→ RECORDS FOR THIS EXERCISE:
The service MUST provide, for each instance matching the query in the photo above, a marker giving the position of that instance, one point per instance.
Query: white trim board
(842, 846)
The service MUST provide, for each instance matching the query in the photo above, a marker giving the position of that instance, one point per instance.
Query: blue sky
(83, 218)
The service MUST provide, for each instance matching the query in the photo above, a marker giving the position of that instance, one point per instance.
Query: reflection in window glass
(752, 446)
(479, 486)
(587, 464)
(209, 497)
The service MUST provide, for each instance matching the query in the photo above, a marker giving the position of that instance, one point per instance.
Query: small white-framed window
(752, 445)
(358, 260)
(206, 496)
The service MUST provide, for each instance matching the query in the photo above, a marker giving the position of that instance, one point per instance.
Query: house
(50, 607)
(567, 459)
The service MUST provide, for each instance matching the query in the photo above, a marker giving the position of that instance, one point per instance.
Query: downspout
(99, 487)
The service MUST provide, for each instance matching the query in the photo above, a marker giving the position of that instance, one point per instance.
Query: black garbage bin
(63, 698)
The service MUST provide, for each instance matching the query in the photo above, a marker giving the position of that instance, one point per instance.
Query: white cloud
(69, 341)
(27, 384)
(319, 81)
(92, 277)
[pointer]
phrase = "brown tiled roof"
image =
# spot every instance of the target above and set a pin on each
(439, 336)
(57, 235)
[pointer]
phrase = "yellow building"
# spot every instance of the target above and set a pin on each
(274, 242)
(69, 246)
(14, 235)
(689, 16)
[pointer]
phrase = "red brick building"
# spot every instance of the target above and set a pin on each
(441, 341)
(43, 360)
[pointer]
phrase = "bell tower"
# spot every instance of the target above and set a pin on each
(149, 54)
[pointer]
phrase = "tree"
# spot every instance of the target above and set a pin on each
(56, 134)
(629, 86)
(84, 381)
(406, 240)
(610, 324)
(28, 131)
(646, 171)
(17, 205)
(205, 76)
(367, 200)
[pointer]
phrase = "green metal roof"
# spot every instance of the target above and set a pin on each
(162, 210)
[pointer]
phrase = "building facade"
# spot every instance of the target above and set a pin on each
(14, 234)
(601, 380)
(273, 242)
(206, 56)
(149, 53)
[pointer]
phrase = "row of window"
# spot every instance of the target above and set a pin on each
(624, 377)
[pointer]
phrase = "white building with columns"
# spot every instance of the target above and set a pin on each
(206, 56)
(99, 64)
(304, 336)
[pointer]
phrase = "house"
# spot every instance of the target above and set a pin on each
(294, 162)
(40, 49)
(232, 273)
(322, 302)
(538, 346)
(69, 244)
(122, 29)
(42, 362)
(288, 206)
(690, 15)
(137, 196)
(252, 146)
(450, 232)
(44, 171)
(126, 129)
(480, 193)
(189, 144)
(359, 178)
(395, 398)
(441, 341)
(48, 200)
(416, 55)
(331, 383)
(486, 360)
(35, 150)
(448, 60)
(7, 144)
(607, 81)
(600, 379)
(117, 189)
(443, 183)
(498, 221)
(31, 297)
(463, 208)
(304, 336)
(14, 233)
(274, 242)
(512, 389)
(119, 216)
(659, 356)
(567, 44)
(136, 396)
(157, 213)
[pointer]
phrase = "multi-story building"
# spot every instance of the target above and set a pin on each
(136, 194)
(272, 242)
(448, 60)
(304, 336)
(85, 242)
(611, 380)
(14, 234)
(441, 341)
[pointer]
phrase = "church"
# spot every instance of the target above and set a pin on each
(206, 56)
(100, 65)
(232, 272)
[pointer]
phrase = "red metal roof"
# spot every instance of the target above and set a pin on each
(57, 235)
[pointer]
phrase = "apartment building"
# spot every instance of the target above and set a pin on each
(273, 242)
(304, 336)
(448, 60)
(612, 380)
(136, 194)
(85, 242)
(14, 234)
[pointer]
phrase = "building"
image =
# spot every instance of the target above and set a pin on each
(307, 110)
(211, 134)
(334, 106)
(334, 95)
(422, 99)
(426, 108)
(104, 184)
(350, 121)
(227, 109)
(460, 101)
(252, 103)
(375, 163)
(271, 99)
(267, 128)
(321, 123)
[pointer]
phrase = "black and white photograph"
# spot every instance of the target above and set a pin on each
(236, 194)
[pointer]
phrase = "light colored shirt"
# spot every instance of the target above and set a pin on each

→ ACTIVITY:
Copy the lines of the entries above that mention "metal".

→ ANSWER SPACE:
phrase = "green metal roof"
phrase = "red metal roof"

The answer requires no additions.